- [Work to do]:
Rewrite all of the items below, substituting "aerial street scene" for every occurrence of "overhead parking lot view" and changing nothing else.

- [Material to process]:
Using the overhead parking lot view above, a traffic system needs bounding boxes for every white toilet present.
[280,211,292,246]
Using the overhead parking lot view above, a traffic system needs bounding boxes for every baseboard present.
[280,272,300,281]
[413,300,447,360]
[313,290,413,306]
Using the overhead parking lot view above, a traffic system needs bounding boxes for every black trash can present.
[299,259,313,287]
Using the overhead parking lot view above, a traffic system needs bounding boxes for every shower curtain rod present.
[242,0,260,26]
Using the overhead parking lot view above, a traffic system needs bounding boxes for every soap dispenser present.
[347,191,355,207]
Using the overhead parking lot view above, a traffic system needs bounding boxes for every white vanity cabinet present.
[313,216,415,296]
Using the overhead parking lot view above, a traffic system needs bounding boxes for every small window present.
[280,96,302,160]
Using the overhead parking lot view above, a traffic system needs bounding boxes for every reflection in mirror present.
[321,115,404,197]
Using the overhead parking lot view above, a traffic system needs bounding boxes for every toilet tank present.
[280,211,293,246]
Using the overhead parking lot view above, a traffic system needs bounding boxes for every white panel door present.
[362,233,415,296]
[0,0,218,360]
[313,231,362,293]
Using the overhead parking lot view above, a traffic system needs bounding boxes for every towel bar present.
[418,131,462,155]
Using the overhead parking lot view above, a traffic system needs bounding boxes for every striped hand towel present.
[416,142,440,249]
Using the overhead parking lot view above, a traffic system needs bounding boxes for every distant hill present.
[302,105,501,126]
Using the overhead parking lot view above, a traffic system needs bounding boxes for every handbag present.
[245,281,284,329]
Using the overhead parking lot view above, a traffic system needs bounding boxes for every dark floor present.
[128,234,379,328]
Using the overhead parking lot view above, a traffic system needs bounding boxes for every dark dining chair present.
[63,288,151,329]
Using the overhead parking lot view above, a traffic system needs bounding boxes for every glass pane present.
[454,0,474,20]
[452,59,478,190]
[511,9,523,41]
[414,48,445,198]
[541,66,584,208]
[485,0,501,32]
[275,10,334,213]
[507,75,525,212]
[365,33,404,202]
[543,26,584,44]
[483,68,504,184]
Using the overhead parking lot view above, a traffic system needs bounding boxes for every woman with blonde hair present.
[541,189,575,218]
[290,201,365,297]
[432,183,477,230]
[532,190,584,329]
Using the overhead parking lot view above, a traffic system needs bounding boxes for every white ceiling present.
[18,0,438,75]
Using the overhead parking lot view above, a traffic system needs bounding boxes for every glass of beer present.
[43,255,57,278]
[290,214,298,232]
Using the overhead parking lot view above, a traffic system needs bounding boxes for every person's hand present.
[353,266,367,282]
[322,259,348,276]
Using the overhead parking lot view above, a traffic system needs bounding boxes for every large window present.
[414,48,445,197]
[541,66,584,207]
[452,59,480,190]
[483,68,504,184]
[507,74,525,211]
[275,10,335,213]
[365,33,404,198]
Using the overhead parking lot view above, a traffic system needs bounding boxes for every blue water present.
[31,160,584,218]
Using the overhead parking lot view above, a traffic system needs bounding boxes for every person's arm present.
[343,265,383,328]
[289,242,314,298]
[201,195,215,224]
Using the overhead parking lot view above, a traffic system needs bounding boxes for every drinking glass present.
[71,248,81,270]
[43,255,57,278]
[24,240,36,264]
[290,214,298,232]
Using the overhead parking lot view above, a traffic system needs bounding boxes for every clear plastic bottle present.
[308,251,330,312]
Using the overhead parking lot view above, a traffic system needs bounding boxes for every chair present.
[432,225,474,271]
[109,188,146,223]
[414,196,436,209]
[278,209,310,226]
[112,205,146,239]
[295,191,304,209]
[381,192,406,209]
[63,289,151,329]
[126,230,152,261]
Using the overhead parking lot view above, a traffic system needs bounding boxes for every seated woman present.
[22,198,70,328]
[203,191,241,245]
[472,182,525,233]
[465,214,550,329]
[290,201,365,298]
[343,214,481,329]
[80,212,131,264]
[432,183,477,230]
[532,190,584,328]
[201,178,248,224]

- [Result for this task]:
Using the aerial street scene above, a traffic system needs bounding boxes for every white toilet present.
[280,211,292,246]
Using the aerial street scene above, a traffic system needs bounding boxes for every baseboard present.
[280,272,300,281]
[413,300,447,360]
[313,290,413,306]
Using the aerial street scene above, a traffic system needs bounding boxes for every black trash can present.
[299,259,313,287]
Using the aerial street scene above, a traffic system needs bounding boxes for every shower curtain rod present.
[242,0,260,26]
Using the aerial street scene above, a traffic system needs bounding boxes for every soap dispenser present.
[347,191,355,207]
Using the aerial street scene above, a traffic system needs bounding boxes for every white vanity cabinet present.
[313,216,415,296]
Using the aerial street scene above, a traffic system needs bounding boxes for every small window present.
[280,96,302,160]
Using the aerial street scene above, a traffic system needs bounding boxes for every reflection in mirror present.
[321,115,404,197]
Using the aerial street scene above, a traffic system needs bounding boxes for every toilet tank present.
[280,211,293,246]
Using the aerial street scene above, a traffic system needs bounding boxes for every white panel door present.
[362,233,415,296]
[0,0,218,360]
[313,231,362,293]
Using the aerial street scene above, a traffic system needs bounding boxes for every towel bar present.
[418,131,462,155]
Using the aerial street scene above, a traffic system needs bounding boxes for every striped hand towel present.
[416,142,440,249]
Using the aerial street scene above, a traffic system needs bounding boxes for every distant hill present.
[302,105,501,126]
Using the aerial street scene above, a traffic system needs bounding boxes for every handbag present.
[245,281,284,329]
Using the aerial street scene above, a traffic system needs bounding boxes for every dark floor present.
[128,234,379,328]
Using the aerial street scene above, a traffic system needs bounding boxes for every dark dining chair present.
[63,288,151,329]
Using the aerial street scene above, a traffic system needs bounding boxes for every glass pane present.
[454,0,474,20]
[452,59,478,190]
[511,9,523,41]
[414,48,445,198]
[541,66,584,208]
[485,0,501,32]
[275,10,334,213]
[507,75,525,212]
[365,33,404,202]
[543,26,584,44]
[483,68,504,184]
Using the aerial street scene above, a traffic system needs bounding boxes for every woman with blonde hair present.
[541,189,575,218]
[290,201,365,297]
[432,183,477,230]
[532,190,584,329]
Using the aerial street scene above, a traffic system needs bounding boxes for every white ceiling present.
[18,0,438,75]
Using the aerial street scene above, a traffic system needs bounding boxes for every glass of beer present.
[43,255,57,278]
[290,214,298,232]
Using the aerial street scene above, a traffic system needs bounding boxes for every person's hand present.
[353,266,367,282]
[322,259,348,276]
Using the aerial street scene above, a traffic system needs bounding boxes for every large window present.
[414,48,445,197]
[541,66,584,207]
[452,59,480,190]
[483,68,504,184]
[507,74,525,211]
[275,10,335,213]
[365,33,404,198]
Using the aerial street scene above, a traffic system needs bounding boxes for every blue water present.
[31,160,584,218]
Using the aerial street scene above, a traffic system needs bounding boxes for every person's arm present.
[343,265,383,328]
[289,242,314,298]
[201,195,215,224]
Using the aerial street scene above, a traffic system needs bounding boxes for every drinking glass present.
[71,248,81,270]
[43,255,57,278]
[24,240,36,264]
[290,214,298,232]
Using the aerial street scene above, a traffic system needs bounding boxes for every clear plastic bottle present.
[308,251,330,312]
Using the aerial street scene above, a traffic system needs bounding boxes for every chair present.
[432,225,474,271]
[109,188,146,223]
[414,196,436,209]
[278,209,310,226]
[112,205,146,239]
[295,191,304,209]
[381,192,406,209]
[63,289,151,329]
[126,230,152,261]
Using the aerial street scene above, a traffic system needs bounding boxes for every seated woman present.
[22,198,70,328]
[203,191,241,245]
[472,182,525,233]
[465,214,550,329]
[290,201,365,298]
[343,214,481,329]
[80,212,131,264]
[432,183,477,230]
[532,190,584,328]
[201,178,248,224]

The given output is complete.